● GIVEN EXERCISE
Reproduce each of the rows below word for word, without any alteration.

● DATA ROWS

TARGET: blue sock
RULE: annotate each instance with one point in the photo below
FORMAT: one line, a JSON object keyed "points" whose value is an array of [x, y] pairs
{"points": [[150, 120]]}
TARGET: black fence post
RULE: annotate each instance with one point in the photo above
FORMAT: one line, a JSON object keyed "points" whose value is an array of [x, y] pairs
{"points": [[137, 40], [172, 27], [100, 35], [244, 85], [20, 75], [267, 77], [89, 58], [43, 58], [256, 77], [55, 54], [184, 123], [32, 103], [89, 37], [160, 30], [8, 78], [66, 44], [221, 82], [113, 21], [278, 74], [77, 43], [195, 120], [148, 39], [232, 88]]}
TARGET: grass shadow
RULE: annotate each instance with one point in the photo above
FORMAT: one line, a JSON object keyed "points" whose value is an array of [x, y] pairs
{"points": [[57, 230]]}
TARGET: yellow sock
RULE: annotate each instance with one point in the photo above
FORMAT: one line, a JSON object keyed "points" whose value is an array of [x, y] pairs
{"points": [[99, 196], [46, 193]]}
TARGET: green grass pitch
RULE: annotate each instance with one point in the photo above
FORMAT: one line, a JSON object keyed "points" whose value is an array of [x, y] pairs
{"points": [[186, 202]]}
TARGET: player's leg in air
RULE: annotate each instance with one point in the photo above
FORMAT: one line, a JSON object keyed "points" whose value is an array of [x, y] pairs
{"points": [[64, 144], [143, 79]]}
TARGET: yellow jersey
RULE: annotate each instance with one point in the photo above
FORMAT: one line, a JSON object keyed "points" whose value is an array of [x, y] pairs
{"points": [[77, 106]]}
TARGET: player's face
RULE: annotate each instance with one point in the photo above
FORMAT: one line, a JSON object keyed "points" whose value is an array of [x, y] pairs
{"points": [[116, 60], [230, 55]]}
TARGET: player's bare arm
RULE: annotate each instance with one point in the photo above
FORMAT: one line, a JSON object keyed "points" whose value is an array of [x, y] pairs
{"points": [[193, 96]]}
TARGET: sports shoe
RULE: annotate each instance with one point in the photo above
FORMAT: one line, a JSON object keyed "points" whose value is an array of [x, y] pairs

● RESPONSE
TARGET: blue sock
RULE: annotate each instance with one point in the photo below
FORMAT: one line, a JSON object keyed "points" whose value is an array of [x, y] pairs
{"points": [[150, 120]]}
TARGET: black fence post
RULE: annotate each instance with one point in the photo above
FORMAT: one line, a JSON object keyed "points" whose value is an array of [x, y] pairs
{"points": [[137, 40], [172, 27], [100, 35], [244, 85], [20, 75], [267, 77], [89, 58], [43, 58], [256, 77], [55, 54], [184, 123], [32, 103], [89, 37], [160, 30], [8, 78], [66, 44], [221, 82], [113, 21], [278, 74], [77, 43], [195, 120], [148, 39], [232, 88]]}
TARGET: grass shadow
RULE: annotate each instance with one point in the photo above
FORMAT: one line, a JSON object keyed "points" whose value is an array of [x, y] pairs
{"points": [[57, 230]]}
TARGET: yellow sock
RULE: annotate each instance with one point in the photo above
FORMAT: one line, a JSON object keyed "points" whose value is an array of [x, y] pairs
{"points": [[99, 196], [46, 193]]}
TARGET: green grass pitch
RULE: annotate each instance with one point in the photo above
FORMAT: one line, a JSON object keyed "points" whose value is an array of [x, y] pairs
{"points": [[186, 202]]}
TARGET: player's leg in air
RULE: annotate each instance with one point in the photo above
FORMAT: one line, a JSON object keyed "points" whose value is an array of [x, y] pairs
{"points": [[64, 144], [143, 79]]}
TARGET: yellow jersey
RULE: annotate each instance with one point in the photo above
FORMAT: one line, a JSON object keyed "points" whose value is an array of [x, y] pairs
{"points": [[77, 106]]}
TARGET: player's face
RULE: annotate each instance with one point in the photo above
FORMAT: one line, a JSON object keyed "points" whose value is an array of [x, y] pairs
{"points": [[116, 60], [230, 55]]}
TARGET: player's bare arm
RULE: annotate each instance with one point in the photo above
FORMAT: one line, a JSON object keyed "points" whose value is an array of [x, y] pairs
{"points": [[193, 96]]}
TARGET: sports shoe
RULE: annotate each instance with one point in the photo above
FORMAT: one line, a JSON object keyed "points" whose value is an array of [x, y] pairs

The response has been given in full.